> [Exercise requirements]:
Pull out each line in the items below that contains the word "stucco", and copy those lines.

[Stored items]
[START]

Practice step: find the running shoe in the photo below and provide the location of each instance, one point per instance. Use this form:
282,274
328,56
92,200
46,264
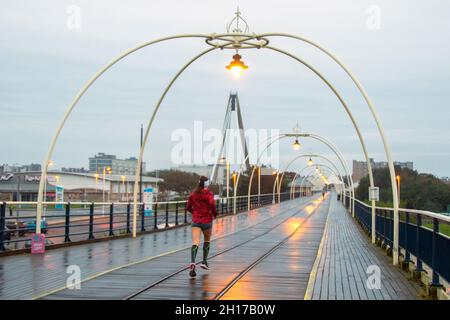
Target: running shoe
204,265
192,272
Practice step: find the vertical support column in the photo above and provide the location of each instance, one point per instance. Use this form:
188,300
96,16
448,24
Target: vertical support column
176,213
167,215
407,255
91,221
67,224
128,217
2,226
419,266
155,219
111,219
435,278
142,211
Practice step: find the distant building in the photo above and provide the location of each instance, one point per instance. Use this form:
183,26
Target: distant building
445,180
360,169
118,166
74,170
6,168
206,171
24,186
303,185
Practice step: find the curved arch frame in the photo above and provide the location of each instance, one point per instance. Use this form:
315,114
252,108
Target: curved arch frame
319,138
298,173
254,36
280,181
311,156
322,166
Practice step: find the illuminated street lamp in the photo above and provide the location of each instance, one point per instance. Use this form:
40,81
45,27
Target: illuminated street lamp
123,184
236,66
296,145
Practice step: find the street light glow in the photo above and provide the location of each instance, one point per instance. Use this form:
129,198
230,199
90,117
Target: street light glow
296,145
236,66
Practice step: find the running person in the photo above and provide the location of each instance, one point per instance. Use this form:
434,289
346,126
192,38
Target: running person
203,208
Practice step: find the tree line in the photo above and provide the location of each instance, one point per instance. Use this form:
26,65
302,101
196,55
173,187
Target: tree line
419,191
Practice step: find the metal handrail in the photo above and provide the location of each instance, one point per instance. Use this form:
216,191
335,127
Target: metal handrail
430,214
118,202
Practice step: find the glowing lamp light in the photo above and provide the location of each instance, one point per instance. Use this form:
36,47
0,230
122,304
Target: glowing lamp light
296,145
236,66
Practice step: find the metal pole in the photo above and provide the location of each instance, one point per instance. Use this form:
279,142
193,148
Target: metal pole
140,165
147,131
377,119
74,102
353,120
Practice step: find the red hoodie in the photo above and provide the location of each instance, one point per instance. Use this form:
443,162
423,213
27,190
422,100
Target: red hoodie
202,206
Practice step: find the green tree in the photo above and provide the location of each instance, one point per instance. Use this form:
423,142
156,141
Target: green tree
417,190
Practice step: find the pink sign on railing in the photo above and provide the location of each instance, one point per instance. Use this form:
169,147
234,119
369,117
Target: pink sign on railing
37,243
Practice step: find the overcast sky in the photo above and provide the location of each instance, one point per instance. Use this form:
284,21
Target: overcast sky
402,59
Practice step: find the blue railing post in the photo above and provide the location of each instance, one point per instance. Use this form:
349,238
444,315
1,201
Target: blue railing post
111,219
155,221
142,210
176,213
384,215
167,215
91,221
391,232
407,257
419,266
2,226
435,277
67,224
128,217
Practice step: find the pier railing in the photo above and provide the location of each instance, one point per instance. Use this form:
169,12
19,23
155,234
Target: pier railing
67,222
424,237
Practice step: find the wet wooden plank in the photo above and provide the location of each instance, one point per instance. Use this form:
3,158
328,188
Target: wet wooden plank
348,254
127,280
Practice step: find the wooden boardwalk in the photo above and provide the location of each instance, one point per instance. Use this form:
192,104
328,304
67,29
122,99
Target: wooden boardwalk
306,248
228,257
29,276
346,261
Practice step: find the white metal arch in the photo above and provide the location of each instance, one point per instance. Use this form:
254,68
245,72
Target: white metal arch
211,38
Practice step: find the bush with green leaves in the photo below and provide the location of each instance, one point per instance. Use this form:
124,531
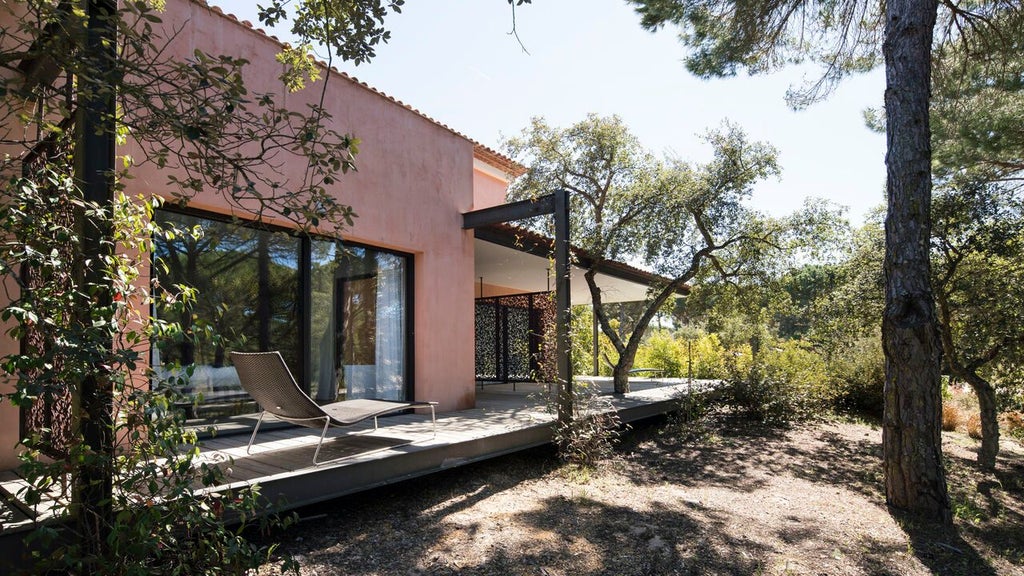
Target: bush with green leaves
591,435
857,373
660,352
784,381
165,518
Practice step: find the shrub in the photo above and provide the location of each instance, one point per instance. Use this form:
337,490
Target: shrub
951,417
1013,424
857,376
594,429
662,352
784,382
974,426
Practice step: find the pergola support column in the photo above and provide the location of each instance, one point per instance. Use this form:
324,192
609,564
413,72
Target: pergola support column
556,204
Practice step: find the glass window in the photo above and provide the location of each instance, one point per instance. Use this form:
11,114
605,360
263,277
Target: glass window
247,283
250,290
358,322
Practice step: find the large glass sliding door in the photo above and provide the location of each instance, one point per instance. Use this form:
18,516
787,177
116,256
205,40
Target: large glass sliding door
341,323
359,340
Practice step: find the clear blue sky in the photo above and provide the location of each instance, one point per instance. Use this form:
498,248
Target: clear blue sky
457,63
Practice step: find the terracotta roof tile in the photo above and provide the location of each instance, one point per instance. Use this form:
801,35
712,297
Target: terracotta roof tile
480,152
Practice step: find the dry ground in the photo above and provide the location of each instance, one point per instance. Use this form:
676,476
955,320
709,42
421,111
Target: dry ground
736,499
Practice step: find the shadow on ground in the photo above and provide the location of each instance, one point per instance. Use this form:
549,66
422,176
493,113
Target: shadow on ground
432,525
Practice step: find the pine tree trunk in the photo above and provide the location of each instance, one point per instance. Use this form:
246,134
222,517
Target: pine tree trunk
621,372
911,436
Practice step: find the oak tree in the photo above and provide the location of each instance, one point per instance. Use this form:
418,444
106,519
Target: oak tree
844,38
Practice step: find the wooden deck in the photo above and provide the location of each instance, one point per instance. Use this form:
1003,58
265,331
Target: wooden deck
359,458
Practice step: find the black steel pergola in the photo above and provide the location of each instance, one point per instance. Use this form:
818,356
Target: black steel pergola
556,204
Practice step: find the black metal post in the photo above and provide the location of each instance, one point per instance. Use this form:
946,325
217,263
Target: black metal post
94,169
562,307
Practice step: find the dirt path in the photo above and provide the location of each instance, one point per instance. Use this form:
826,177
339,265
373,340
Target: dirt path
741,499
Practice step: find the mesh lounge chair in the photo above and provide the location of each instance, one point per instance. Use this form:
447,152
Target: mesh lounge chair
265,376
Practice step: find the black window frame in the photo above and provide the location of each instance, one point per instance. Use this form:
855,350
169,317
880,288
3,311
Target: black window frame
304,298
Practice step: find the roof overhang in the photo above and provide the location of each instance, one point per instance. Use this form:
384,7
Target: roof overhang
519,259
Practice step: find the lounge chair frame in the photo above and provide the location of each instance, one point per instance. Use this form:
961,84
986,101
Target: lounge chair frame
265,376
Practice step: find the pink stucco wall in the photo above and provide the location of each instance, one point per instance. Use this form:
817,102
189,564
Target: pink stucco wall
414,181
488,189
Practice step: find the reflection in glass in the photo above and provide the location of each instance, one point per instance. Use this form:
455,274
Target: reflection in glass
247,283
357,323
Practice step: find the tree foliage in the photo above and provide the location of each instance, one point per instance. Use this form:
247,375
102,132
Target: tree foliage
688,222
845,37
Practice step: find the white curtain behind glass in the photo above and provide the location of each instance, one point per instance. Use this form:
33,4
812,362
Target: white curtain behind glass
390,357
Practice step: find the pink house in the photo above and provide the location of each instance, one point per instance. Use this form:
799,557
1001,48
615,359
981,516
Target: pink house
387,310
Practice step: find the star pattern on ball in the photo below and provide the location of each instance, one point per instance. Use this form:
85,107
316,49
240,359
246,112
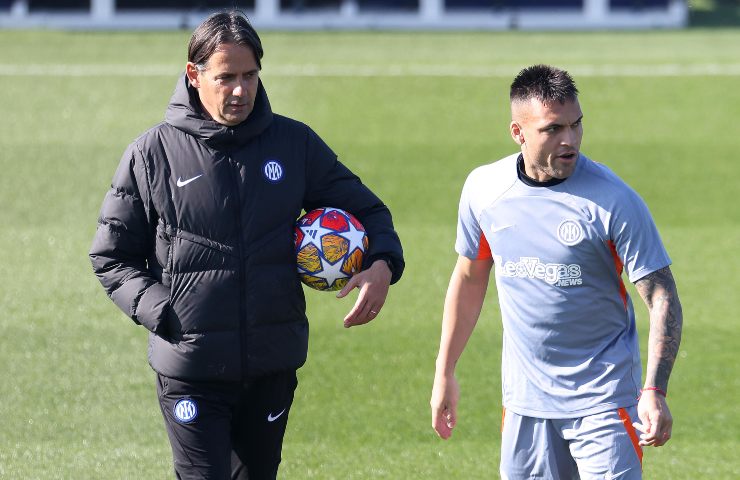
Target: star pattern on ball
355,238
331,272
312,234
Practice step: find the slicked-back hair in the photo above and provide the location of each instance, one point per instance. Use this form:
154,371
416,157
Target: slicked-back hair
544,83
230,27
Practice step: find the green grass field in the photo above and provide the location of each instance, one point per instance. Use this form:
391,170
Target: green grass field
412,114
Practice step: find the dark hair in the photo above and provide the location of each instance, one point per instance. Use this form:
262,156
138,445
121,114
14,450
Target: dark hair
219,29
545,83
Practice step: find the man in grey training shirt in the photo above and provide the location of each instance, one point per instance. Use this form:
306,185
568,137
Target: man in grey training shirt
559,229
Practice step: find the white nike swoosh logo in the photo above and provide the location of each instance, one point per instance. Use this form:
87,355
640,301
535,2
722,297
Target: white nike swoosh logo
498,229
270,418
182,183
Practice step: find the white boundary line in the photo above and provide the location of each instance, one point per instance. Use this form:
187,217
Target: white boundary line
412,70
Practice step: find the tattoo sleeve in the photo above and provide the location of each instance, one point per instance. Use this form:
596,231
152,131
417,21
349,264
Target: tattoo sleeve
658,290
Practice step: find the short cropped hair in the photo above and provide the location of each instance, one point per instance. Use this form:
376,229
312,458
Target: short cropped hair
544,83
223,28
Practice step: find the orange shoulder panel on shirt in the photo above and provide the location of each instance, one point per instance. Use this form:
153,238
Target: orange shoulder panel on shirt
484,250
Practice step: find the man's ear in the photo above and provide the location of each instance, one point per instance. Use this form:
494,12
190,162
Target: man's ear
192,72
516,132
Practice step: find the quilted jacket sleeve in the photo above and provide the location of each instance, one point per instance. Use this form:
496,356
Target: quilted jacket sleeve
124,241
331,184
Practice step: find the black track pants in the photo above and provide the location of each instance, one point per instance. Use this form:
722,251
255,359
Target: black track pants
221,431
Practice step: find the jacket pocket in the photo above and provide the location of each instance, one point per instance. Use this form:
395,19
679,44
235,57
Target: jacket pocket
205,286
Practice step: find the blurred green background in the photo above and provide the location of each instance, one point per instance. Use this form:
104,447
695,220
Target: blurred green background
412,114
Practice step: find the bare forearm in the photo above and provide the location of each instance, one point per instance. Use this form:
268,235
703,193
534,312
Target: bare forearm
463,304
658,290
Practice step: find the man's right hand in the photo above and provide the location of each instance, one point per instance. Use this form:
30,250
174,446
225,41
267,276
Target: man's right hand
445,395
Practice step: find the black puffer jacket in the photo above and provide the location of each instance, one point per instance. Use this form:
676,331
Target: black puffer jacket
195,237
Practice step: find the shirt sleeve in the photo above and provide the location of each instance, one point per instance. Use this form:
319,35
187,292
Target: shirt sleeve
471,242
636,238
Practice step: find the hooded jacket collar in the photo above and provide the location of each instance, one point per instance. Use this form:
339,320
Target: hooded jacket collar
185,113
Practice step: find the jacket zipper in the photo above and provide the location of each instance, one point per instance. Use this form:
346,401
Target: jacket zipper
242,274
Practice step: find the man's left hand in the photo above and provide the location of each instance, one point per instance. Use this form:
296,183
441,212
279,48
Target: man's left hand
373,284
656,419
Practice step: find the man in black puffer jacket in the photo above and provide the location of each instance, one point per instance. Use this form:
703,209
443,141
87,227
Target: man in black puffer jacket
195,243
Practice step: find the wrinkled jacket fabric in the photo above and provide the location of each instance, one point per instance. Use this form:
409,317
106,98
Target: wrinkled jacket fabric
195,237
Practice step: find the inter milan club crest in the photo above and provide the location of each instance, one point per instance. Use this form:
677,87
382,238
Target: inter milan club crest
570,232
185,410
273,171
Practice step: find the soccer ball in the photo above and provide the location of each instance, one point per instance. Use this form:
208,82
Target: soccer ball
329,245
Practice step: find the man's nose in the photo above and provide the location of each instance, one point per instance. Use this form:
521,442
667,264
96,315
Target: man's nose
240,88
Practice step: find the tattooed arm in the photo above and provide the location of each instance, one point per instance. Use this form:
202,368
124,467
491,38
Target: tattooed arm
658,290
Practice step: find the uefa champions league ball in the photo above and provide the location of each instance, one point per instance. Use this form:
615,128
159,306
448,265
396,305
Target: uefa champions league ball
329,245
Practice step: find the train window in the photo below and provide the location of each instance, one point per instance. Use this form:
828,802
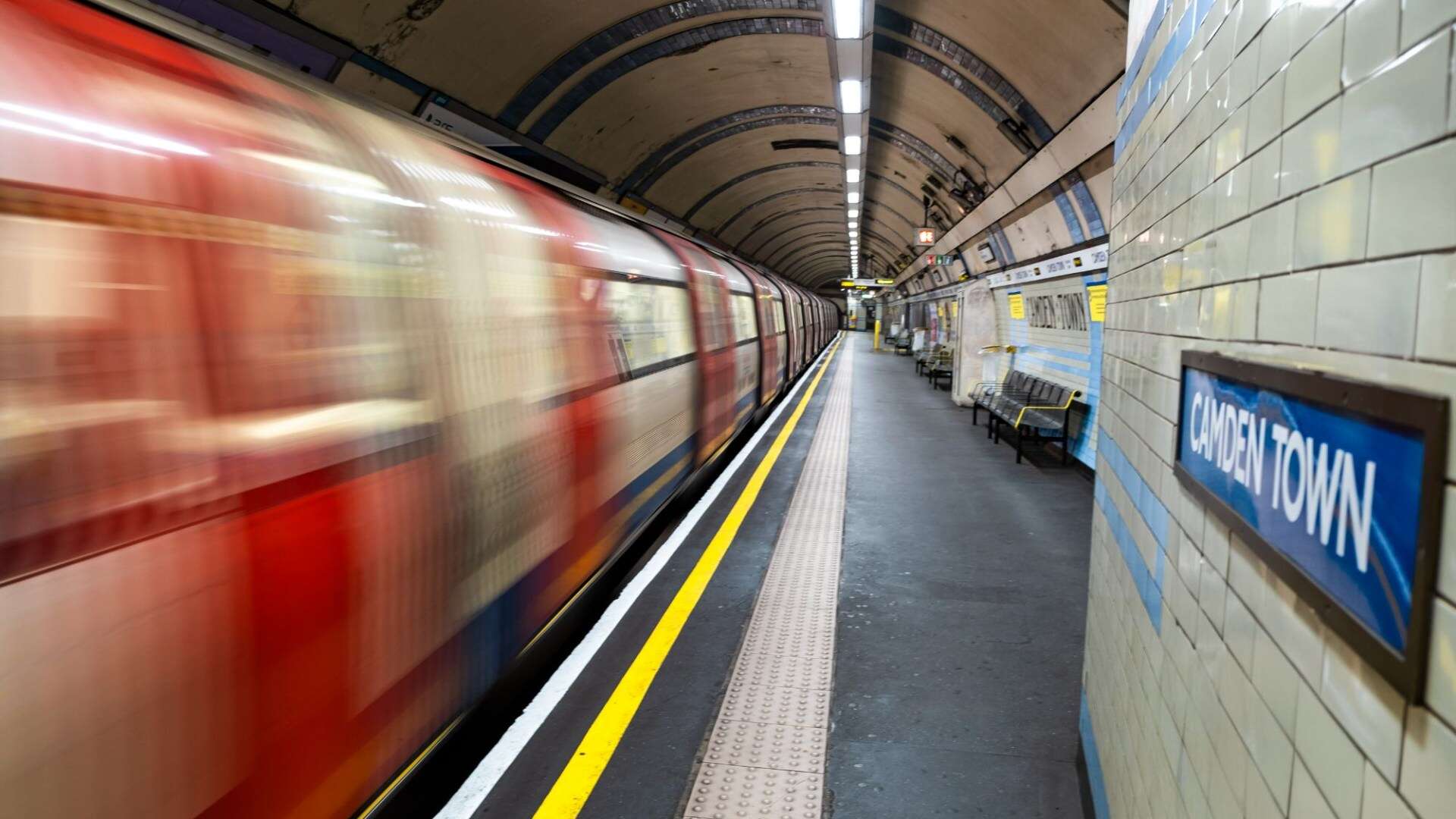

[END]

> [Problem solution]:
Practice step: find the pink stucco wall in the photo above and provide the location of each instance, one point per instance. Use this form:
Target: pink stucco wall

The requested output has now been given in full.